◆ **VORLIEGENDER TEXT**
------------------------------------------------------------------------
Das Neue Testament weiß von diesem Unterschied. Im Titusbrief des Paulus kann man lesen (3,5): «Nicht um der Werke willen der Gerechtigkeit, die wir getan haben, sondern nach seiner Barmherzigkeit hat er uns gerettet durch das Bad der Wiedergeburt und durch die Erneuerung (anakainoseos) des Heiligen Geistes.»

Die Wandlung des Heiligen Geistes

Im Neuen Testament wird das Kommen des Heiligen Geistes den Jüngern versprochen und vorausgesagt9 und mit dem Hingang (oder Fortgehen) des Herrn in Zusammenhang gebracht (Joh. 16,7). Indessen ist der Heilige Geist schon vor dieser Verheißung durch den Herrn wirksam, so bei der Empfängnis Mariae10 und bei der Jordantaufe Jesu11. Es gab Menschen, die vom Heiligen Geist geführt waren (Luk. 2,25-27), und auch im Alten Testament kann man viele Hinweise auf seine Wirksamkeit finden.12 Auf die Frage, was der Unterschied zwischen dem «versprochenen», nach der Auferstehung des Herrn erscheinenden und dem früheren Heiligen Geist sei, wird schon im Alten Testament eine Antwort gegeben: Es wird in einem großen Versprechen das Kommen des Geistes als allgemeine Begnadetheit des ganzen Volkes und nicht bloß einzelner Auserwählter vorgezeichnet. So ist zum Beispiel bei dem Propheten Joel (3,1) zu lesen: «Und nach diesem will ich meinen Geist ausgießen über alles Fleisch; und eure Söhne und Töchter sollen weissagen, eure Ältesten sollen Träume haben, und eure Jünglinge sollen Gesichte sehen; auch will ich zur selben Zeit über Knechte und Mägde meinen Geist ausgießen.»13 Im Lukas-Evangelium wird der Heilige Geist «das Versprechen des Vaters» genannt (24,49). Dem entspricht die vielfältige Beschreibung der Ausgießung des Geistes in der Apostelgeschichte.

Die neue Begnadung mit dem Geist geschieht durch die Aktivierung des Logosfunkens, der durch die Fleischwerdung in die menschliche Seele, in die Schwäche des Menschen gezogen ist. Diese Aktivierung erfolgt meistens nach der Taufe durch die Apostel und durch Handauflegung, manchmal aber auch ohne Handauflegung und sogar vor der Taufe.
------------------------------------------------------------------------
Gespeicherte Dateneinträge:

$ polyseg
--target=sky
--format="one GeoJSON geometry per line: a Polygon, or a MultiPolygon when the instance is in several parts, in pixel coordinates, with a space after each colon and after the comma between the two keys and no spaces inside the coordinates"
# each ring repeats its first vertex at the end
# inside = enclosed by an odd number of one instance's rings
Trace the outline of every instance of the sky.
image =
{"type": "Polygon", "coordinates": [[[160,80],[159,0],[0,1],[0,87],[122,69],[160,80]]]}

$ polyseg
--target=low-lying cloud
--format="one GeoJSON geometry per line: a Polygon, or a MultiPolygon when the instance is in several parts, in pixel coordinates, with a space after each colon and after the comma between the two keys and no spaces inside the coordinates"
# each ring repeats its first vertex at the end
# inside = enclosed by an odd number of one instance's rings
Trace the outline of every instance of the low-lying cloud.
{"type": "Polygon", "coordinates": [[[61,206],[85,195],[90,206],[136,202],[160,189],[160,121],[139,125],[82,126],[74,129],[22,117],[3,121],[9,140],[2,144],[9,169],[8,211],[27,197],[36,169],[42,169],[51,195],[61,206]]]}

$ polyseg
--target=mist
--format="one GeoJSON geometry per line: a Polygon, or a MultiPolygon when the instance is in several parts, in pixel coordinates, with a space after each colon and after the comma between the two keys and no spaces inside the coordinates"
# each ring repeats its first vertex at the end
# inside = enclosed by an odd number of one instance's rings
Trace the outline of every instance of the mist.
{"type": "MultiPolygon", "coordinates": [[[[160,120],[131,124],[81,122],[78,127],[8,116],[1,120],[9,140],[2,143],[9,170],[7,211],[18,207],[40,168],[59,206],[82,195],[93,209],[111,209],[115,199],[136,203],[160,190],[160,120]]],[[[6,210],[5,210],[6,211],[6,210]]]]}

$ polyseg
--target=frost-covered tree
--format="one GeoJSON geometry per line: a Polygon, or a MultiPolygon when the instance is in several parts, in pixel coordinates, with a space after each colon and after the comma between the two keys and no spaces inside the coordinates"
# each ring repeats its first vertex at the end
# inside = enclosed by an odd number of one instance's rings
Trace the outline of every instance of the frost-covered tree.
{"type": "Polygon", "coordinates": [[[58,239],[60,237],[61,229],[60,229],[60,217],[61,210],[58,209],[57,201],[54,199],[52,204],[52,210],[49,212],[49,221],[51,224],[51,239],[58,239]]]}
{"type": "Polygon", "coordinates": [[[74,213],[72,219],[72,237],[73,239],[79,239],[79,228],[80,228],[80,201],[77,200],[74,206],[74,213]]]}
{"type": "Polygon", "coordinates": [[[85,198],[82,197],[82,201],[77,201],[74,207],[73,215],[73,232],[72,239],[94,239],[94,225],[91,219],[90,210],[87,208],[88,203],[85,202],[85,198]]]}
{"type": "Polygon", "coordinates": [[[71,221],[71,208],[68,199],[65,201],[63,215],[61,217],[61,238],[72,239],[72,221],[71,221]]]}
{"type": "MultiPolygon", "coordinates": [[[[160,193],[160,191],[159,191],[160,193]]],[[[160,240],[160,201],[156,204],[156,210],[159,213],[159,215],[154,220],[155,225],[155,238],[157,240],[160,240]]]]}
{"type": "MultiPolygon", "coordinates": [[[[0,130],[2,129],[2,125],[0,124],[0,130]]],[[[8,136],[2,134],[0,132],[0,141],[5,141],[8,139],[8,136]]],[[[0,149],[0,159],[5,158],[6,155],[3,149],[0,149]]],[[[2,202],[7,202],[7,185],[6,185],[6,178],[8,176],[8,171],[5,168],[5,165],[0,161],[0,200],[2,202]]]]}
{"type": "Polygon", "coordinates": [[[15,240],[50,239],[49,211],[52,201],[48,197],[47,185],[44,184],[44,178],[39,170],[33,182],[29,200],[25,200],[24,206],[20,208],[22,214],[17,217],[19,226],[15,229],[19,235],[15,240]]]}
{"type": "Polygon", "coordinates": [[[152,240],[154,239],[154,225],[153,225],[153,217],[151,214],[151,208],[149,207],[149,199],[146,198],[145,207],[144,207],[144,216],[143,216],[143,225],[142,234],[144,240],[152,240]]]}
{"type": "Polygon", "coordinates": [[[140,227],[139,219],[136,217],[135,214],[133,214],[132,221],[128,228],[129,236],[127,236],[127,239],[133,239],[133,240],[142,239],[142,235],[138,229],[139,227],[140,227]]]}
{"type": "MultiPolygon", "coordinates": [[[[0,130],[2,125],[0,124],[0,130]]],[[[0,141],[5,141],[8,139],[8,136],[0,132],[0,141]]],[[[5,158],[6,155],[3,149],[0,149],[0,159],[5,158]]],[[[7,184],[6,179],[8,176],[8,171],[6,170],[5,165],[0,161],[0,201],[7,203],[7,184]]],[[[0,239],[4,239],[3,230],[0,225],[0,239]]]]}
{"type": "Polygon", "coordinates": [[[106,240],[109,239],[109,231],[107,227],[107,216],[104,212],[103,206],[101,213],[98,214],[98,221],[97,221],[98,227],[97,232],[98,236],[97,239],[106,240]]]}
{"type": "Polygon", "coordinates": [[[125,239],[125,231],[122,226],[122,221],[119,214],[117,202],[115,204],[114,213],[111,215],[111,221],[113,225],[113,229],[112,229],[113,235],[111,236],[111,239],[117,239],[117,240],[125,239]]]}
------------------------------------------------------------------------
◆ **AUFGABE**
Schreib bitte aus dem Text über den Heiligen Geist alles von „Die neue Begnadung“ bis hinunter zu „vor der Taufe.“ wortgetreu ab.

◆ **ERGEBNIS DER AUFGABE**
Die neue Begnadung mit dem Geist geschieht durch die Aktivierung des Logosfunkens, der durch die Fleischwerdung in die menschliche Seele, in die Schwäche des Menschen gezogen ist. Diese Aktivierung erfolgt meistens nach der Taufe durch die Apostel und durch Handauflegung, manchmal aber auch ohne Handauflegung und sogar vor der Taufe.